What is being asked:
The complete data, repeated exactly, should form your response.

Data excerpts
* * * *
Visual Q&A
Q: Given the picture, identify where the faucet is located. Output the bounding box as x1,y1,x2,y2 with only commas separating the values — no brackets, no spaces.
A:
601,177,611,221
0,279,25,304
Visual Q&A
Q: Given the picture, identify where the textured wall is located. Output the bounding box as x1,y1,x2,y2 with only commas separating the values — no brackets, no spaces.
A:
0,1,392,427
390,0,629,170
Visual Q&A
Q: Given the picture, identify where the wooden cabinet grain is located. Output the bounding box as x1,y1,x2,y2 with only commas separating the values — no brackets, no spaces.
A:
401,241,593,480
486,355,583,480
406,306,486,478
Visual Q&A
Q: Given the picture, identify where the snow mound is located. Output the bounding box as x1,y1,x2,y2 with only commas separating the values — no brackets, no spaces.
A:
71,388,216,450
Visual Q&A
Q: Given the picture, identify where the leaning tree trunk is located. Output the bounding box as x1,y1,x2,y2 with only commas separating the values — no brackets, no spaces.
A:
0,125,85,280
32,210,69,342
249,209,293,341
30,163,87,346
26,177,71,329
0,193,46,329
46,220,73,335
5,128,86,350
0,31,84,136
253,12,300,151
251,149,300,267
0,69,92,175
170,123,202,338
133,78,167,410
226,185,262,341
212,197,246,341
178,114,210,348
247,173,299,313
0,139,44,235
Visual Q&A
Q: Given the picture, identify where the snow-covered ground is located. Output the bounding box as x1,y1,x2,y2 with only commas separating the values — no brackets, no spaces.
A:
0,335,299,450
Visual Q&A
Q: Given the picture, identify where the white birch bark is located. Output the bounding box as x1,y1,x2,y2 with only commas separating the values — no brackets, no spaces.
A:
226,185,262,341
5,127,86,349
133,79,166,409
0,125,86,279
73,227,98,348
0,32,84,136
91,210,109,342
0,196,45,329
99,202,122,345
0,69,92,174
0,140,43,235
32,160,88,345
* * * *
Written response:
Visual Q&A
Q: Given the picture, identify where the faucet is located. Output the bounding box as x1,y1,x2,y2 with only commas separating the values — no brackets, no spaces.
A:
601,177,611,221
0,279,25,304
Visual Q&A
Q: Given the picture, identify where the textured wall is located. Output the bounding box as x1,y1,x2,y2 with only commas separating the values — no brackets, no spaces.
A:
0,1,392,427
390,0,629,170
Visual Q&A
Q: Given the picture, identify where the wooden cabinet grain is located. Output the bounding box as x1,y1,x2,y2 with only commas separating the values — no brackets, no spaces.
A:
401,241,593,480
486,355,583,480
406,306,486,478
Visual Q&A
Q: Given the picture, identify where the snow mound is located. Output the bounding box as x1,y1,x2,y2 with only commas separating the values — no brackets, no spaces.
A:
71,388,216,450
Visual Q&A
Q: Given the picture, identify where the leaning tree trunk is located. Output the bounding box as x1,y1,x2,y2 with only commas separating the values — no brackets, no spaces.
A:
0,125,85,280
32,210,69,342
249,209,293,341
30,163,87,346
26,177,71,329
0,193,46,329
46,220,73,335
5,128,86,350
0,31,84,136
253,12,300,151
251,149,300,267
0,69,92,175
170,123,202,338
133,78,167,410
226,185,262,341
212,197,246,341
178,114,210,348
247,173,299,313
0,139,44,235
Visual Q&A
Q: Given the picture, identify where the snow-covered ground is located. Output the bounding box as x1,y1,x2,y2 with only commas separating the values — no brackets, no spaces.
A:
0,335,299,450
Visual Q&A
Q: Given the picture, identify where the white birch bark is located. Output the bounding box as x1,y1,x2,y2 with only commas separating the values — no brackets, no spaces.
A:
226,185,262,341
5,127,86,349
133,79,166,409
0,125,86,279
73,227,98,348
0,32,84,136
91,210,109,342
0,196,45,329
99,202,122,345
0,69,92,174
0,140,43,235
32,160,88,345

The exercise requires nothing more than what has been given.